Extrait du texte:
┏━━

Rwanda : plus de 135.000 réfugiés « affamés » par l’ONU
Au Rwanda, l’Agence des Nations Unies pour les réfugiés et le Programme alimentaire mondial viennent de réduire considérablement l’aide accordée à plus de 135.000 réfugiés. Ces derniers y voient, notamment, une forme de retour forcé.
Jacqueline N. est une réfugiée burundaise. Depuis septembre 2015, elle vit au camp de Mahama, situé dans l’Est du Rwanda. Le 13 novembre dernier, elle a été surprise de découvrir le montant de l’aide qu’elle reçoit.
« Je viens de toucher 4.250 francs rwandais (3,13 euros) que je dois dépenser pour acheter de la nourriture, des combustibles et d’autres besoins vitaux pour tout le mois. Cette somme ne couvrira même pas deux semaines de ces besoins. D’autant que le prix des denrées alimentaires a augmenté au petit marché du camp. C’est une mort douce ! », raconte-t-elle, désespérée.
Jacqueline a cinq enfants à charge. Elle est classée dans la catégorie des réfugiés de second degré, à savoir ceux qui sont considérés comme « relativement moins vulnérables ».
« Comment vais-je pouvoir vivre avec 8.500 francs rwandais (6,27 euros) pour tout un mois et avec mes trois enfants ? »

┗━━

(Extraits d'un jeu de données d'annotation de lieux)
┏━━

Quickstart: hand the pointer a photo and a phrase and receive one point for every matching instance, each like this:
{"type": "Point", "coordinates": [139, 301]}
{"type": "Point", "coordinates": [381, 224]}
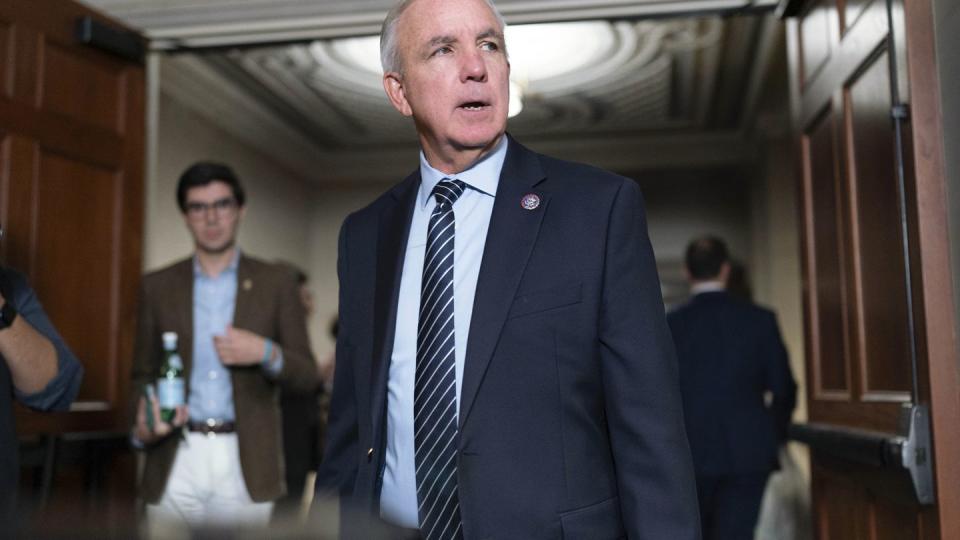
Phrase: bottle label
{"type": "Point", "coordinates": [170, 392]}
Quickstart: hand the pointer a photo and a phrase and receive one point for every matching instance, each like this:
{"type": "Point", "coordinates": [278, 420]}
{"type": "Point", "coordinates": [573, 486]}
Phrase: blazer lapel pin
{"type": "Point", "coordinates": [530, 201]}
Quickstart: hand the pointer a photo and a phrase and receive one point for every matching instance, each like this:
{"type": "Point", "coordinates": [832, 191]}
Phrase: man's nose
{"type": "Point", "coordinates": [473, 67]}
{"type": "Point", "coordinates": [210, 215]}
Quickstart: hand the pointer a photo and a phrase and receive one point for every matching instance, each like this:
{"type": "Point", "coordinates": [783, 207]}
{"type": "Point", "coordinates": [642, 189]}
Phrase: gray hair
{"type": "Point", "coordinates": [389, 54]}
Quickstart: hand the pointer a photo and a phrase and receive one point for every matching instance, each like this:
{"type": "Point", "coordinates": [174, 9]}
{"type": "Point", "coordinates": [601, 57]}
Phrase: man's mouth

┗━━

Recopiez le passage de l'article sur les réfugiés au Rwanda qui va de « Rwanda : plus » jusqu'à « l’aide qu’elle reçoit. » inclus.

Réponse finale:
Rwanda : plus de 135.000 réfugiés « affamés » par l’ONU
Au Rwanda, l’Agence des Nations Unies pour les réfugiés et le Programme alimentaire mondial viennent de réduire considérablement l’aide accordée à plus de 135.000 réfugiés. Ces derniers y voient, notamment, une forme de retour forcé.
Jacqueline N. est une réfugiée burundaise. Depuis septembre 2015, elle vit au camp de Mahama, situé dans l’Est du Rwanda. Le 13 novembre dernier, elle a été surprise de découvrir le montant de l’aide qu’elle reçoit.